STUDY QUESTIONS >>
a – In the passage on dementia, rewrite the paragraph that begins "Alzheimer’s disease accounts for the majority" as a short bulleted list that keeps its main facts.
b – Quote the passage on dementia word for word from "The diagnostic criteria" to "is available athttp://www.nemc.org/psych/mmse.asp.".
c – Pick up the passage on dementia after its last sentence and keep writing.

EXCERPT PROVIDED >>
☆ ☆ ☆ ☆ ☆ ☆ ☆

Alzheimer’s disease accounts for the majority of dementia cases, but a substantial number of persons may be affected by other dementias, including vascular dementia (10 to 20 percent of cases), dementia with Lewy bodies (10 to 15 percent), and frontotemporal dementia (5 to 15 percent). Kawas presents a clinical review of the early diagnosis and treatment of dementia.
The diagnostic criteria for dementia require the patient to have cognitive impairment severe enough to cause social or occupational disability in at least two domains, including memory, language, calculations, orientation, and judgment. The author recommends using a formal testing instrument, such as the Mini-Mental State Examination (MMSE), for detection and follow-up of cognitive decline. Patients with disabling cognitive impairment in at least two domains generally score less than 24 on the MMSE. Patients with only mild cognitive impairment usually score 24 or higher but typically do poorly on the memory component of the examination, which tests for recall of three named objects. The MMSE score should be adjusted for age and education level. A table of cutoff values for normal scores is available athttp://www.nemc.org/psych/mmse.asp.

☆ ☆ ☆ ☆ ☆ ☆ ☆

RECORD SET >>
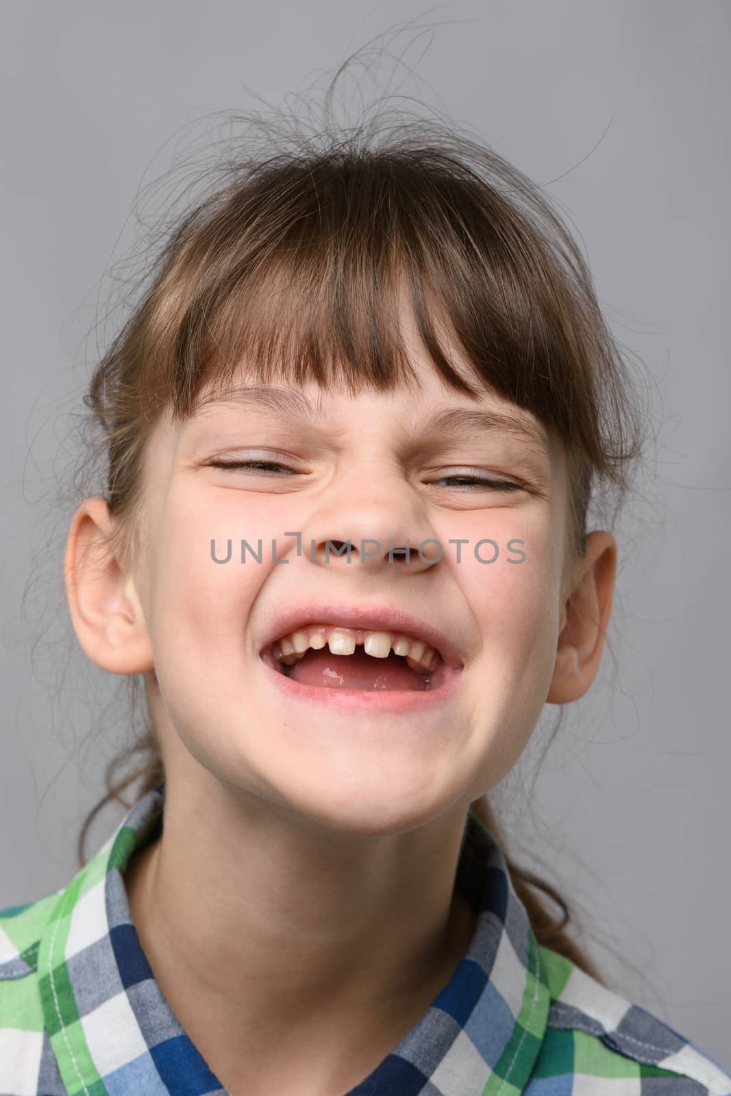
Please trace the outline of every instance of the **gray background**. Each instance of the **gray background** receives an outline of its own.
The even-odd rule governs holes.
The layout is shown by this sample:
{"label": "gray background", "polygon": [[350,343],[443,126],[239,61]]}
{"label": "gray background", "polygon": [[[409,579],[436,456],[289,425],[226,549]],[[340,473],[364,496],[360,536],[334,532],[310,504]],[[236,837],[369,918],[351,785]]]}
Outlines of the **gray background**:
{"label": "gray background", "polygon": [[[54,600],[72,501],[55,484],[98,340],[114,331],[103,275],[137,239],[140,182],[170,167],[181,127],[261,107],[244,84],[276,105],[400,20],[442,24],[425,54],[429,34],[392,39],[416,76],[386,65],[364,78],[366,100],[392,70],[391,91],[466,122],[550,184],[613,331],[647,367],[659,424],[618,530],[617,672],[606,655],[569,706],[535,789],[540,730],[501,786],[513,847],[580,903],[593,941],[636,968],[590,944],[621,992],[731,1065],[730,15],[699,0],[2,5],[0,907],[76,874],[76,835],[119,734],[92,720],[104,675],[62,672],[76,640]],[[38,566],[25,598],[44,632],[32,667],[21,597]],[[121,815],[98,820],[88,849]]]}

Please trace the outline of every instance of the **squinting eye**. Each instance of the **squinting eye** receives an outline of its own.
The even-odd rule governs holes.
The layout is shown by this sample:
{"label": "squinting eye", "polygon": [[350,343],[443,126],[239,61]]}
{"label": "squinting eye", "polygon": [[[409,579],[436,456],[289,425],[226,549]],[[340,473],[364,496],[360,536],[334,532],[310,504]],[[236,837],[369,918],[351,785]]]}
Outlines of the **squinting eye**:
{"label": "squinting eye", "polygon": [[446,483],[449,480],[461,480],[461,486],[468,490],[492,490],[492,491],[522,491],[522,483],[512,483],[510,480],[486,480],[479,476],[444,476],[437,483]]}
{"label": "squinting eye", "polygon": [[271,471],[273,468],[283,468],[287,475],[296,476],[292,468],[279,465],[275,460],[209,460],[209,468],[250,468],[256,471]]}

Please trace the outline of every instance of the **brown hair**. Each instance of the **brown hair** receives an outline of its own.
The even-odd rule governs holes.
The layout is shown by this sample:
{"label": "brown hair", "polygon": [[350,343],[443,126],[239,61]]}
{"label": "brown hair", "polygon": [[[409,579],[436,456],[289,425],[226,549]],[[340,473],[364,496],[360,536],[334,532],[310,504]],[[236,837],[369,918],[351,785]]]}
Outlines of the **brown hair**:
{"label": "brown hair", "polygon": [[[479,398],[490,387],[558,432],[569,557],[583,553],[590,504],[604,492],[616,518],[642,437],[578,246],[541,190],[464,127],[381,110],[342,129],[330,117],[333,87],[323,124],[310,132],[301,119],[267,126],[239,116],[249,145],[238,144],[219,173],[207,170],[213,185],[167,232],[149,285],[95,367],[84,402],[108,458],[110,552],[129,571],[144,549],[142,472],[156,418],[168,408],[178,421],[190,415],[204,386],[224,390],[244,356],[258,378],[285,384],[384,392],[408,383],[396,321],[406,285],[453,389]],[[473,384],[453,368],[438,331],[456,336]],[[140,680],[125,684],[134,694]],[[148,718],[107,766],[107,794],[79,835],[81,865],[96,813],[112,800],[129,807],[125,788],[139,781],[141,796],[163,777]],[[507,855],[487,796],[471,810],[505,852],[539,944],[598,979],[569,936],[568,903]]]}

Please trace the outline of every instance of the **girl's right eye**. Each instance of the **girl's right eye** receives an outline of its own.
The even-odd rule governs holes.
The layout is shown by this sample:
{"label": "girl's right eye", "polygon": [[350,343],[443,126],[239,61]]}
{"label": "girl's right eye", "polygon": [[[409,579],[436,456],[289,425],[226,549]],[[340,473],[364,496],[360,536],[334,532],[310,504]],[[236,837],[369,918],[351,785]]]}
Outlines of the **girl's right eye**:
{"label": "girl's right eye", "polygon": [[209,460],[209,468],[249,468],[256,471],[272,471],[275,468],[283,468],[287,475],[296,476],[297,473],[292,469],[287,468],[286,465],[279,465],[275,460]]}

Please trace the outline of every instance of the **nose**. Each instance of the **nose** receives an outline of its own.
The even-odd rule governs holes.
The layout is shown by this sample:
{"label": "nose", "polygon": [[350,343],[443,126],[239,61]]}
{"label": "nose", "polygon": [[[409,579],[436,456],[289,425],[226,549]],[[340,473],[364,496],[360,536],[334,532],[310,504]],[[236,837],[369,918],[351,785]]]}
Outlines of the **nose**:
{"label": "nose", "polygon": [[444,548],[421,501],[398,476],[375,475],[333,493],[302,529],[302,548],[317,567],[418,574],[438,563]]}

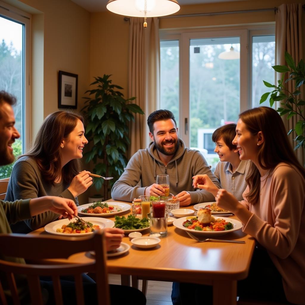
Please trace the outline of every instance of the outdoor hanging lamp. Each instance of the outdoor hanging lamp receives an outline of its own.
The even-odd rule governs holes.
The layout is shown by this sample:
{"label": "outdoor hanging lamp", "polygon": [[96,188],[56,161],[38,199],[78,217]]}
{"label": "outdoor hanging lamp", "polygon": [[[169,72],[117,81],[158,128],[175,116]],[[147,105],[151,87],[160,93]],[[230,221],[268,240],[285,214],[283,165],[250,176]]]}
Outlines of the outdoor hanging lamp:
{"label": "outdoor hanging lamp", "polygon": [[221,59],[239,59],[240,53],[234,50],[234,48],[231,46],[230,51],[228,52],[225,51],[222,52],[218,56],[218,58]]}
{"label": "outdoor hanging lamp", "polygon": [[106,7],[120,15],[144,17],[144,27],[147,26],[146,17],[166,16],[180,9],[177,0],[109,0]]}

☆ ☆ ☆ ☆ ☆ ☆ ☆

EXPECTED RESULTS >>
a –
- Alzheimer’s disease causes most dementia cases.
- Many people have other dementias:
  - vascular dementia (10 to 20 percent of cases)
  - dementia with Lewy bodies (10 to 15 percent)
  - frontotemporal dementia (5 to 15 percent)
- Kawas gives a clinical review of the early diagnosis and treatment of dementia.

b –
The diagnostic criteria for dementia require the patient to have cognitive impairment severe enough to cause social or occupational disability in at least two domains, including memory, language, calculations, orientation, and judgment. The author recommends using a formal testing instrument, such as the Mini-Mental State Examination (MMSE), for detection and follow-up of cognitive decline. Patients with disabling cognitive impairment in at least two domains generally score less than 24 on the MMSE. Patients with only mild cognitive impairment usually score 24 or higher but typically do poorly on the memory component of the examination, which tests for recall of three named objects. The MMSE score should be adjusted for age and education level. A table of cutoff values for normal scores is available athttp://www.nemc.org/psych/mmse.asp.

c –
In addition to the MMSE, the recommended work-up for a patient reporting early signs of cognitive decline includes a thorough history and physical examination. Special attention should be given to screening for medications that may be impairing cognition, such as prescription and over-the-counter sleeping pills, antianxiety medications, and cold and allergy preparations. Non–contrast-enhanced computed tomography or magnetic resonance imaging of the brain is recommended, as is a limited battery of laboratory tests (i.e., electrolyte levels; renal, hepatic, and thyroid function tests; vitamin B12 level). The author notes that B12 deficiency or thyroid dysfunction is rarely the sole cause of dementia but commonly coexist and warrant treatment to improve function. All patients with cognitive decline should be asked about possible depression, which can mimic dementia and be a coexistent complication.
An insidious onset of cognitive problems and steady progression of impairment suggests Alzheimer’s disease. However, there is no laboratory or neuropsychiatric test that can definitively diagnose the disease. The presence of certain atypical features (see the accompanying table) suggests the possibility of an alternative diagnosis for the cognitive impairment.
The author concludes with a summary of the limited pharmacotherapeutic options available for the treatment of Alzheimer’s disease and the psychosocial support measures that should be explored with the patient and caregivers.